Alasdair MacIntyre schildert den sozialen wie kognitiven Haltverlust der Epoche hellsichtig als Abhandenkommen des Tugendbegriffs. Tugenden sind historisch erprobte und bewährte Zugangswege zu menschlich bedeutsamen Gütern: Ehrlichkeit z.B. ist eine Tugend, weil sie Vertrauen stiftet und Verlässlichkeit in unsere Beziehungen bringt. Damit kann praktizierte Ehrlichkeit uns Stabilität, Ruhe und Gelassenheit einbringen.

Tugenden waren nach MacIntyres Erzählung bis zum Ende des Mittelalters in Gemeinschaft durch Nachahmung und Austausch erlernbar; ein weitgehender Konsens über die Bedeutung und Erfordernisse einzelner Tugenden konnte das Handeln in der Gemeinschaft tatsächlich wirksam regeln. Denn in einer räumlich eng gedrängten, im Glauben weitgehend einigen Gemeinschaft herrscht eine Lebenspraxis, die alle Mitglieder teilen. Diese Praxis bringt Wertmaßstäbe hervor und stabilisiert sie über Generationen hinweg.

Dies ist aus heutiger Sicht ein moralisches Idyll (jedenfalls sofern man die Gegenwart als sozial zersplittert, komplex und vielleicht sogar unheimlich erfährt). Dieser Betrachtungsweise folgend wächst eine zuverlässige Lebensorientierung in jedem Mitglied der Gemeinschaft langsam heran. In seiner Gemeinschaft entwickeln sich Werte und Ansprüche an seine Person zwar weiter fort, aber niemals in sprunghafter oder bedrohlicher Weise. Dieses Idyll kam spätestens mit der konfessionellen Spaltung des Christentums abhanden.
........
AUFGABE:
Durch welches Ereignis ging das moralische Idyll laut dem Seitentext spätestens verloren?

GESPEICHERTE DATEN:
........
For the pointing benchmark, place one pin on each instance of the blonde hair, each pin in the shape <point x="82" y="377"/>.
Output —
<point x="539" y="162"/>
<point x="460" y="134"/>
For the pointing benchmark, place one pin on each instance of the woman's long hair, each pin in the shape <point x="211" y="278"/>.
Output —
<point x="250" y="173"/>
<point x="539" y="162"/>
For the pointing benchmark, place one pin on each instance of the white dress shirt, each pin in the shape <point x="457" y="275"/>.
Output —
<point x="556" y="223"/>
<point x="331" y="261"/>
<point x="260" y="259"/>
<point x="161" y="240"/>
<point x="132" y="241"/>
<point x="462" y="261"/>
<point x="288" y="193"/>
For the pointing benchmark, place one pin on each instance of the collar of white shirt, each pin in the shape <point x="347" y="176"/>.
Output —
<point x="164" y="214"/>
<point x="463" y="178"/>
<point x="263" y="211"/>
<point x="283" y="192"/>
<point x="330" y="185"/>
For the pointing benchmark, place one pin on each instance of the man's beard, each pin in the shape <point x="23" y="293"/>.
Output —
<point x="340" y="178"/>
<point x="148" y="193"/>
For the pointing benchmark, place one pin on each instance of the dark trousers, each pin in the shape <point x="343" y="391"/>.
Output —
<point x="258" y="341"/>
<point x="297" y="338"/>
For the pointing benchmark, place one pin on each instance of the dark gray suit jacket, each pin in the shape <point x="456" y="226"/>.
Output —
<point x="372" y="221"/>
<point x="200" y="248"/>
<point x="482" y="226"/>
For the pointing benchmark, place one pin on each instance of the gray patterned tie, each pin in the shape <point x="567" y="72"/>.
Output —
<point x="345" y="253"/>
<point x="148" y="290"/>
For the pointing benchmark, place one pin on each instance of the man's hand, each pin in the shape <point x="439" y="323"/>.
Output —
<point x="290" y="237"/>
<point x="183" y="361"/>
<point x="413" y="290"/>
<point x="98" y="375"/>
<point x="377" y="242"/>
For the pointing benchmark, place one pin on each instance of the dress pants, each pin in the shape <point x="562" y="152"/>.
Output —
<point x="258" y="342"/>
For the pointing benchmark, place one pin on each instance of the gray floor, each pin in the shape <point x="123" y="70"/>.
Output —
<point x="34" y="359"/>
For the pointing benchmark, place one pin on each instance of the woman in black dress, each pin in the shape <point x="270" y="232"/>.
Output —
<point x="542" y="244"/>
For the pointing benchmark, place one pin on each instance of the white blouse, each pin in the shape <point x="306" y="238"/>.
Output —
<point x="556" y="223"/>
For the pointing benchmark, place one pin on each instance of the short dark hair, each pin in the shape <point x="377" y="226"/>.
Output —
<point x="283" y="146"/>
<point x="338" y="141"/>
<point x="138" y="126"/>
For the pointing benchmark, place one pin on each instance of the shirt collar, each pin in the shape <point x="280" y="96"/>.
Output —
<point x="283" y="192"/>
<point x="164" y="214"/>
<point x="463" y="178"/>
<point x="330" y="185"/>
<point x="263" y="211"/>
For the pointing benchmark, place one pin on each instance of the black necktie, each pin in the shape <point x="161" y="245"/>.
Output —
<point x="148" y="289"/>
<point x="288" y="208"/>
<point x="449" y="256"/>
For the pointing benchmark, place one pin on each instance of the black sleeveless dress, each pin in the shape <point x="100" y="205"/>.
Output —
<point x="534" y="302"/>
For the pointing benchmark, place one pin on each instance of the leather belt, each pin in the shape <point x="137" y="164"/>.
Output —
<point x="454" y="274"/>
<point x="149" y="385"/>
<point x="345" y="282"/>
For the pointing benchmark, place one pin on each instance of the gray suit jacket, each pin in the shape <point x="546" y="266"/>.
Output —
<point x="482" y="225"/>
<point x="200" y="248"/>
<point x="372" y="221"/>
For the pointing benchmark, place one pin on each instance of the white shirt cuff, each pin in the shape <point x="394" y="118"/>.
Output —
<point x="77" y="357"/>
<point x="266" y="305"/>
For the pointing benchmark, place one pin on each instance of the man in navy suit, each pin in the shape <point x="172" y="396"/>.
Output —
........
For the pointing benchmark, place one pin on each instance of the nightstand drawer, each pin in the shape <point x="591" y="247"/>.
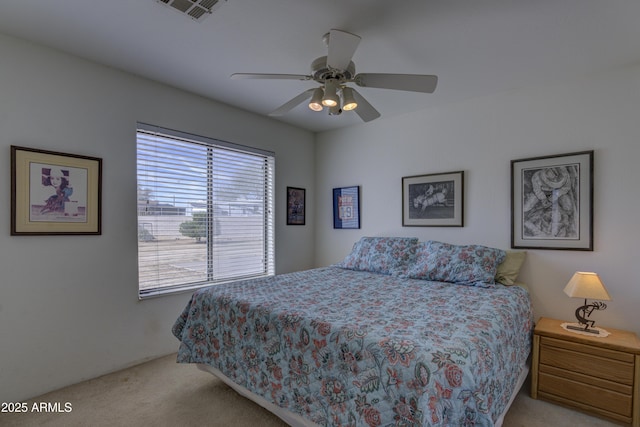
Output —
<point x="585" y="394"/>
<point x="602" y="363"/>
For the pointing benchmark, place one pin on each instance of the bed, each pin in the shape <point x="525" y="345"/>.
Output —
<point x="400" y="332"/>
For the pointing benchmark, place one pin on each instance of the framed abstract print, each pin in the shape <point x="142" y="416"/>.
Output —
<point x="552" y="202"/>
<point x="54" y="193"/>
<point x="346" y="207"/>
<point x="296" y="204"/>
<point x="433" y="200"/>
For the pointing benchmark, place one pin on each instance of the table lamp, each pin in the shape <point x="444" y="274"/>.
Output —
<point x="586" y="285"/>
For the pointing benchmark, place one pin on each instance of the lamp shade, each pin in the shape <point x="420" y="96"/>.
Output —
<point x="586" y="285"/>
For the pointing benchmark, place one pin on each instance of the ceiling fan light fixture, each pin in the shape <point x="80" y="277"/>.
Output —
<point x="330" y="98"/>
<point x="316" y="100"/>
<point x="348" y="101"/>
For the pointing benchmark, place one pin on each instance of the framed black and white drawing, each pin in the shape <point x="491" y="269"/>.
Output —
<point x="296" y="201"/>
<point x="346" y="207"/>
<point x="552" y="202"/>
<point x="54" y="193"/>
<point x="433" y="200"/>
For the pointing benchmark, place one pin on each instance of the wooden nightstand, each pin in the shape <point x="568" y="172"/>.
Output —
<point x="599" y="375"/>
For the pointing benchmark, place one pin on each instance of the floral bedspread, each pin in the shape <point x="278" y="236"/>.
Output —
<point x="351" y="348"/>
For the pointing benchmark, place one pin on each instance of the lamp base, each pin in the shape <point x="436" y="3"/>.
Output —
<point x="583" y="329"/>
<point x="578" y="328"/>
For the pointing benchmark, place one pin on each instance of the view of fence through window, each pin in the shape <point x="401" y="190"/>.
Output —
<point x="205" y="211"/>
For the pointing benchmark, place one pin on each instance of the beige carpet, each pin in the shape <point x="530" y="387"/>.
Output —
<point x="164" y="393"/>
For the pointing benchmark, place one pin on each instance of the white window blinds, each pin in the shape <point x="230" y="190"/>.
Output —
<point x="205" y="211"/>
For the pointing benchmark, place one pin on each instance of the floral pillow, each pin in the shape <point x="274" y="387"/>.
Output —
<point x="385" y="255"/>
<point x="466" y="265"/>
........
ERGEBNIS:
Durch die konfessionelle Spaltung des Christentums.